Task instructions
Update the entries below by replacing "outer boundary" with "exterior ring" wherever it occurs, and leave every other line and word unchanged.

[Contour labeling entries]
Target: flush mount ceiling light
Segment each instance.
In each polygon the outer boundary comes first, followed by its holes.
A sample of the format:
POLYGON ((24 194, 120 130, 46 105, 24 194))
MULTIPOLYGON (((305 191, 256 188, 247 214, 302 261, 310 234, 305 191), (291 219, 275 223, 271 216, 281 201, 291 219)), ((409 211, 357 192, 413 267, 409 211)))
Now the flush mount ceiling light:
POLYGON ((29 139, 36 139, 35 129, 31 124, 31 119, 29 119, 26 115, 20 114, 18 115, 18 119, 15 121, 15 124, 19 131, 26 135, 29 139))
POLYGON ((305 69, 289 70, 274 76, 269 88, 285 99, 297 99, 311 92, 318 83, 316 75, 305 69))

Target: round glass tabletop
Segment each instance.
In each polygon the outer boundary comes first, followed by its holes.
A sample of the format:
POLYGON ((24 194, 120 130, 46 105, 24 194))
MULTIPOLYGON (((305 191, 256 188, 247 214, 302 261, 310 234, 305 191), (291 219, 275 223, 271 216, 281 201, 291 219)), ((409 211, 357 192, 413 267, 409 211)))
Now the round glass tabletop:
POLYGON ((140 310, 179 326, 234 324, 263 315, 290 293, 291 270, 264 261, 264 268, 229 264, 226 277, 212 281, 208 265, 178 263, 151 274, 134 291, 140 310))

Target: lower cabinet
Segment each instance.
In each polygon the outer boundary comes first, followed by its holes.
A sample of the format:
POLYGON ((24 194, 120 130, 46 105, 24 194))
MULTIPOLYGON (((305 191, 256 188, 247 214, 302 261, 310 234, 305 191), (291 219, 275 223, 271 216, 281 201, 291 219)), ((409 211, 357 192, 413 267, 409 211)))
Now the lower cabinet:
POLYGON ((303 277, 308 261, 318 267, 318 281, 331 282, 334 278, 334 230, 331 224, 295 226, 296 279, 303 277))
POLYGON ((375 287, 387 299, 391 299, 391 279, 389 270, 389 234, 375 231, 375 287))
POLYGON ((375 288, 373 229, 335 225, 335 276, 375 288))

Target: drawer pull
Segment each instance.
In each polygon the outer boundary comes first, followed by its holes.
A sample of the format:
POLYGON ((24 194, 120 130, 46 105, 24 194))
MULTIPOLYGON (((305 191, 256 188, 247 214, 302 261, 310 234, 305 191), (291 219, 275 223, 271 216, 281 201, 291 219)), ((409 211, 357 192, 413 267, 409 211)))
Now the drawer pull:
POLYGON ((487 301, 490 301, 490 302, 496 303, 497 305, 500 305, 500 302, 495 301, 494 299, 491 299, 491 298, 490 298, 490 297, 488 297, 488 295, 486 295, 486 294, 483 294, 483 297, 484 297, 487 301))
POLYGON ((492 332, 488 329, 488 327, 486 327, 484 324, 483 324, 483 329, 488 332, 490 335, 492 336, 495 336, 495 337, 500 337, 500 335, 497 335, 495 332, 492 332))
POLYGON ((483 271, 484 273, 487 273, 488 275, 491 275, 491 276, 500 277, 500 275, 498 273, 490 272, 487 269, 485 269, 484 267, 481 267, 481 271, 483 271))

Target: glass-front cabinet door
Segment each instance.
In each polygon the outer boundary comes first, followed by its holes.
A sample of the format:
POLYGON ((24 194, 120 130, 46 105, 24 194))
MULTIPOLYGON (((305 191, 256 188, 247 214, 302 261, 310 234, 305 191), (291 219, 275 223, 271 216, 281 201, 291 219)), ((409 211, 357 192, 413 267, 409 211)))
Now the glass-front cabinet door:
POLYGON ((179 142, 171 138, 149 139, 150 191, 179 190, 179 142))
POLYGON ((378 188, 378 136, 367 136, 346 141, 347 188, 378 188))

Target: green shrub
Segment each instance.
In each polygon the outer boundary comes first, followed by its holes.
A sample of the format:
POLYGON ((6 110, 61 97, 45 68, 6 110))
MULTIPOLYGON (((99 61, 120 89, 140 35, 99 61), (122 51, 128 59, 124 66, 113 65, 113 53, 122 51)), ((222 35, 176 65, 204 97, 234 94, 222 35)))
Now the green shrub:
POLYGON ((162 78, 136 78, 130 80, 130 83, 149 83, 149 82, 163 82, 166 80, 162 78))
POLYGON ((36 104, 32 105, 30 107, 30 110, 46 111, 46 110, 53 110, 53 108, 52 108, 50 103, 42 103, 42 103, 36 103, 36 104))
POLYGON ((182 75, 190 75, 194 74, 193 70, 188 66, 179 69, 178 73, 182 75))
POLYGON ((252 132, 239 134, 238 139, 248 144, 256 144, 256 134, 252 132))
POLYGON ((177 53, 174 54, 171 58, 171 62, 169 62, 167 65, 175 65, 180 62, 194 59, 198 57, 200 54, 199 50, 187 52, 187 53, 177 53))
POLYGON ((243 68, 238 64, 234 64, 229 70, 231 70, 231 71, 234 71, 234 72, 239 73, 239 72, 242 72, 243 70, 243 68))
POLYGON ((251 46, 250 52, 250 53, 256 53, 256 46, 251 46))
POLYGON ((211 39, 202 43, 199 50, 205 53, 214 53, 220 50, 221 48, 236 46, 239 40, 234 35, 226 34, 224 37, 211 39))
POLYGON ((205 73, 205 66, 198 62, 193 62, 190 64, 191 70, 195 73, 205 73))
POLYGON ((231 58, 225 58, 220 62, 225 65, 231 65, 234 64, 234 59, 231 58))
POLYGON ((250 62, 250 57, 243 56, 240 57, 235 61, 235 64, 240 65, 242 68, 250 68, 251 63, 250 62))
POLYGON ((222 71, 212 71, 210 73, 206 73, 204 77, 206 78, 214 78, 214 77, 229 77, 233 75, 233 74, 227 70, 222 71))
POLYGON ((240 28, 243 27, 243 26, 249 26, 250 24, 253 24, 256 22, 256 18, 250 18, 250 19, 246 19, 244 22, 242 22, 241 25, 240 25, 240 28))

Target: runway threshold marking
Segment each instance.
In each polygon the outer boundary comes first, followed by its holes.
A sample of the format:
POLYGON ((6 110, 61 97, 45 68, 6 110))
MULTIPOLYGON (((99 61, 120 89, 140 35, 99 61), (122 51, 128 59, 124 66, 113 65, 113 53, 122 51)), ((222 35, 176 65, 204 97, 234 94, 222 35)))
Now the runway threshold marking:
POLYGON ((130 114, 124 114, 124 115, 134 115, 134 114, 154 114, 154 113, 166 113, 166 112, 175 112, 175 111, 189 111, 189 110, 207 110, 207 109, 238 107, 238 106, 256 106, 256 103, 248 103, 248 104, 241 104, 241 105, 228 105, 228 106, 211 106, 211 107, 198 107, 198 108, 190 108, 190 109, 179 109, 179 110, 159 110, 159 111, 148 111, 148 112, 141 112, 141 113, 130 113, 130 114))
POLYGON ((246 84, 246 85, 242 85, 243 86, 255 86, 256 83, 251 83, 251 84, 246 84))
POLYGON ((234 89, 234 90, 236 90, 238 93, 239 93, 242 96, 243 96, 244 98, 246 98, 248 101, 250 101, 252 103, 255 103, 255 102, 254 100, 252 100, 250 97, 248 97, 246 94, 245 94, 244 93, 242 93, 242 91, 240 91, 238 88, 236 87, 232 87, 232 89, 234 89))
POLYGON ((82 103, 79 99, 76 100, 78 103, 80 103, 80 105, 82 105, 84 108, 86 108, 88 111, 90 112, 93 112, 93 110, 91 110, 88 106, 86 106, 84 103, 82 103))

Task answer
Target: flush mount ceiling light
Segment each instance.
In each polygon the exterior ring comes first, followed by its holes.
A sample of the format:
POLYGON ((24 194, 120 130, 46 105, 24 194))
MULTIPOLYGON (((305 191, 256 188, 247 214, 302 261, 310 234, 305 191), (291 219, 275 223, 271 216, 281 201, 291 219)), ((409 211, 357 192, 413 267, 409 211)))
Now the flush mount ceiling light:
POLYGON ((29 139, 36 139, 35 129, 31 124, 31 119, 29 119, 26 115, 20 114, 18 115, 18 119, 15 121, 15 124, 19 131, 26 135, 29 139))
POLYGON ((305 69, 289 70, 274 76, 269 88, 285 99, 297 99, 311 92, 318 83, 316 75, 305 69))

Target: round glass tabletop
Segment each instance.
In each polygon the exterior ring comes first, followed by its holes.
A sample of the format:
POLYGON ((24 194, 120 130, 46 105, 24 194))
MULTIPOLYGON (((305 191, 256 188, 247 214, 302 261, 310 234, 305 191), (291 219, 275 223, 271 216, 281 201, 291 219)), ((409 211, 357 192, 413 267, 409 211)))
Now the round glass tabletop:
POLYGON ((140 310, 179 326, 234 324, 263 315, 290 293, 291 270, 264 261, 264 268, 229 264, 226 277, 212 281, 208 265, 178 263, 151 274, 134 291, 140 310))

Target: lower cabinet
Segment each instance.
In each polygon the exterior ring comes first, followed by its holes.
A sample of the format:
POLYGON ((24 194, 120 130, 46 105, 24 194))
MULTIPOLYGON (((305 191, 256 188, 247 214, 302 261, 310 234, 305 191), (291 219, 275 223, 271 216, 281 201, 291 219)), ((409 211, 357 192, 413 267, 409 211)))
Now the lower cabinet:
POLYGON ((303 277, 308 261, 318 267, 318 281, 331 282, 334 278, 334 230, 331 224, 295 226, 296 279, 303 277))
POLYGON ((375 287, 387 299, 391 299, 391 279, 389 270, 389 234, 375 231, 375 287))
POLYGON ((375 288, 373 229, 335 225, 335 276, 375 288))

Target: drawer pull
Segment each instance.
In each polygon the exterior ring comes first, followed by its holes.
A sample of the format:
POLYGON ((24 194, 120 130, 46 105, 24 194))
MULTIPOLYGON (((305 191, 256 188, 247 214, 302 261, 310 234, 305 191), (291 219, 275 223, 271 216, 281 201, 291 219)), ((409 211, 357 192, 413 267, 409 211)))
Now the drawer pull:
POLYGON ((487 301, 490 301, 490 302, 496 303, 497 305, 500 305, 500 302, 495 301, 494 299, 491 299, 491 298, 490 298, 490 297, 488 297, 488 295, 486 295, 486 294, 483 294, 483 297, 484 297, 487 301))
POLYGON ((492 332, 488 329, 488 327, 486 327, 484 324, 483 324, 483 329, 488 332, 490 335, 492 336, 495 336, 495 337, 500 337, 500 335, 497 335, 495 332, 492 332))
POLYGON ((483 271, 484 273, 487 273, 488 275, 491 275, 491 276, 500 277, 500 275, 498 273, 490 272, 487 269, 485 269, 484 267, 481 267, 481 271, 483 271))

Target: glass-front cabinet door
Segment each instance.
In each polygon the exterior ring comes first, followed by its holes.
A sample of the format:
POLYGON ((24 194, 120 130, 46 105, 24 194))
MULTIPOLYGON (((305 191, 256 188, 247 214, 302 261, 310 234, 305 191), (291 219, 275 223, 271 216, 281 201, 291 219)), ((409 211, 357 192, 413 267, 409 211)))
Now the glass-front cabinet door:
POLYGON ((179 142, 171 138, 149 139, 150 191, 179 190, 179 142))
POLYGON ((378 188, 378 136, 367 136, 346 141, 347 188, 378 188))

Target: green shrub
Segment each instance.
In each polygon the exterior ring comes first, followed by its holes.
A sample of the format:
POLYGON ((6 110, 61 97, 45 68, 6 110))
MULTIPOLYGON (((99 61, 120 89, 140 35, 99 61), (122 51, 128 59, 124 66, 113 65, 113 53, 122 51)), ((222 35, 176 65, 204 97, 234 94, 222 35)))
Now the green shrub:
POLYGON ((162 78, 136 78, 130 80, 130 83, 149 83, 149 82, 163 82, 166 80, 162 78))
POLYGON ((36 104, 32 105, 30 107, 30 110, 46 111, 46 110, 53 110, 53 108, 52 108, 50 103, 42 103, 42 103, 36 103, 36 104))
POLYGON ((182 75, 190 75, 194 74, 193 70, 188 66, 179 69, 178 73, 182 75))
POLYGON ((252 132, 239 134, 238 139, 248 144, 256 144, 256 134, 252 132))
POLYGON ((177 53, 174 54, 171 58, 171 62, 169 62, 167 65, 175 65, 180 62, 194 59, 198 57, 200 54, 199 50, 187 52, 187 53, 177 53))
POLYGON ((243 68, 238 64, 234 64, 229 70, 231 70, 231 71, 234 71, 234 72, 239 73, 239 72, 242 72, 243 70, 243 68))
POLYGON ((251 46, 250 52, 250 53, 256 53, 256 46, 251 46))
POLYGON ((211 39, 202 43, 199 50, 205 53, 214 53, 220 50, 221 48, 236 46, 239 40, 234 35, 226 34, 224 37, 211 39))
POLYGON ((205 73, 205 66, 198 62, 193 62, 190 64, 191 70, 195 73, 205 73))
POLYGON ((231 58, 225 58, 220 62, 225 65, 231 65, 234 64, 234 59, 231 58))
POLYGON ((250 62, 250 57, 243 56, 240 57, 235 61, 235 64, 240 65, 242 68, 250 68, 251 63, 250 62))
POLYGON ((222 71, 212 71, 210 73, 206 73, 204 77, 206 78, 214 78, 214 77, 229 77, 233 75, 233 74, 227 70, 222 71))
POLYGON ((240 28, 243 27, 243 26, 249 26, 250 24, 253 24, 256 22, 256 18, 250 18, 250 19, 246 19, 244 22, 242 22, 241 25, 240 25, 240 28))

Target: runway threshold marking
Segment each instance.
In each polygon the exterior ring comes first, followed by its holes.
A sample of the format:
POLYGON ((6 110, 61 97, 45 68, 6 110))
MULTIPOLYGON (((99 61, 120 89, 140 35, 99 61), (122 51, 128 59, 124 66, 113 65, 113 53, 122 51)), ((222 35, 176 65, 204 97, 234 94, 222 35)))
Now the runway threshold marking:
POLYGON ((130 114, 124 114, 124 115, 134 115, 134 114, 154 114, 154 113, 166 113, 166 112, 175 112, 175 111, 189 111, 189 110, 207 110, 207 109, 238 107, 238 106, 256 106, 256 103, 248 103, 248 104, 241 104, 241 105, 228 105, 228 106, 211 106, 211 107, 198 107, 198 108, 190 108, 190 109, 179 109, 179 110, 159 110, 159 111, 148 111, 148 112, 141 112, 141 113, 130 113, 130 114))
POLYGON ((246 84, 246 85, 242 85, 243 86, 255 86, 256 83, 251 83, 251 84, 246 84))
POLYGON ((234 89, 234 90, 236 90, 238 93, 239 93, 242 96, 243 96, 244 98, 246 98, 248 101, 250 101, 252 103, 255 103, 255 102, 254 100, 252 100, 250 97, 248 97, 246 94, 245 94, 244 93, 242 93, 242 91, 240 91, 238 88, 236 87, 232 87, 232 89, 234 89))
POLYGON ((82 103, 79 99, 76 100, 78 103, 80 103, 80 105, 82 105, 84 108, 86 108, 88 111, 90 112, 93 112, 93 110, 91 110, 88 106, 86 106, 84 103, 82 103))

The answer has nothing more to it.